**TEXT FOR ANALYSIS**
>>>>>

The explanation for the division of the myths into three distinct eras is that the level of public acceptance of them differs according to era. That assessment can be summed up in the arithmetic sequence: 90-60-30 in which each figure represents the percentage of the public that believes the myths of the corresponding era. Well, this is a bit overprecise and impossible to justify numerically. My point is that I believe the first set of myths is nearly universally accepted as received wisdom in the US; the second set is accepted unquestioningly by at least half, but perhaps not much more of the population; and the last set’s acceptance is restricted largely to hard core leftists and those completely under their sway. As evidence for this assertion, I would offer these points:
· I assimilated the first set of myths by osmosis in school and from my family; I never encountered anyone for decades who thought otherwise. Throughout my life the status of these myths has not changed. Those who question them are viewed as members of the lunatic right. Virtually no one in the opinion-molding organs that I cited earlier questions any of it. Indeed, it is remarkable how widely they are accepted as self-evident in the same way that the Earth is round and life is finite. You have to look to ‘extremists’ like Limbaugh or Beck and other members of the ‘vast right wing conspiracy’ to find skeptics.
· As for the intermediate set of myths, the collection of true believers is less universal. My experience is that my children and my students’ generation – those educated in the 70s and 80s – probably encountered them as gospel. But in the last generation, with the explosion in the number and variety of sources of information available to the public, it has become more difficult for the progressives – despite their continued strangle hold on the main opinion-molding organs of society – to program the thought of the citizenry.
· Finally, why has the last set of myths hardened only in the hearts of the hardcore left? There are three obvious reasons. First, the myths are relatively recent and have not had time to seep through the porous membrane that protects the people from the left’s craziness. More seriously, the proliferation of alternate sources of information beside the main opinion-forming organs continues to accelerate. And finally, as implied, these myths are indeed far loonier than those in the previous two sets and so the public is less receptive.
Let us therefore answer the original two questions. First, it was very easy to marginalize and vaporize Coolidge because in the mid 20th century milieu, the first set of myths was almost universally accepted. Poor Calvin never had a chance. But it is much harder to do likewise to Reagan – although it is not for lack of trying. What would the left’s kultursmog (to use Tyrrell’s favorite phrase) have you believe about Reagan? Simply that he was an amiable dunce who fell asleep at Cabinet meetings and was essentially senile in his second term; that his tax cuts and military build up caused the 80s deficits, not the profligate spending of the Democratic Congress; that his supply side economic philosophy was a ‘voodoo’ scheme to benefit the wealthy and not the engine that propelled America to 25 years of economic growth; and that Reagan did not win the Cold War – it was ended voluntarily by Gorbachev. So far, America is not buying it.

<<<<<

**SUPPLIED RECORDS**

>>>>>

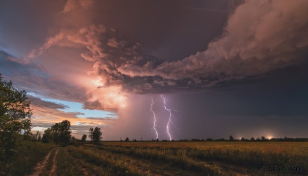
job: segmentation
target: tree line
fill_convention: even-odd
[[[11,81],[6,81],[0,73],[0,171],[7,172],[9,164],[17,154],[17,147],[26,141],[53,142],[67,145],[75,140],[71,136],[70,122],[64,120],[55,123],[44,131],[43,136],[40,131],[32,133],[30,108],[31,102],[27,92],[13,86]],[[101,140],[102,132],[98,127],[90,128],[89,138],[97,143]],[[86,135],[82,140],[85,141]],[[2,172],[1,172],[2,173]]]

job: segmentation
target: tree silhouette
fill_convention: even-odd
[[[22,133],[30,133],[32,115],[27,92],[3,80],[0,74],[0,153],[14,148],[22,139]]]
[[[102,135],[103,132],[101,131],[101,128],[98,127],[95,127],[94,131],[93,131],[93,141],[95,143],[97,143],[100,141],[103,138]]]
[[[90,129],[89,130],[89,135],[88,135],[88,137],[91,140],[91,141],[93,141],[93,131],[94,129],[92,127],[90,127]]]
[[[229,141],[233,141],[234,140],[234,138],[233,138],[233,136],[232,135],[230,135],[230,137],[229,137]]]
[[[103,132],[101,131],[101,128],[96,127],[94,129],[93,129],[93,128],[90,127],[88,136],[91,141],[96,143],[103,139],[102,137],[102,134]]]
[[[82,137],[81,138],[81,140],[83,142],[85,142],[86,141],[86,140],[87,139],[87,134],[84,134],[82,135]]]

<<<<<

**EXERCISE DETAILS**
Rewrite the paragraph of the essay on political myths that begins "Finally, why has the last set of myths" as a short list that keeps its main points.

**ANSWER TO THE PROBLEM**
The last set of myths is held firmly only by the hardcore left, for three reasons:
- The myths are fairly recent and have not had time to spread through the public.
- Sources of information outside the main opinion-forming organs keep multiplying faster.
- These myths are far loonier than the earlier two sets, so the public is less receptive.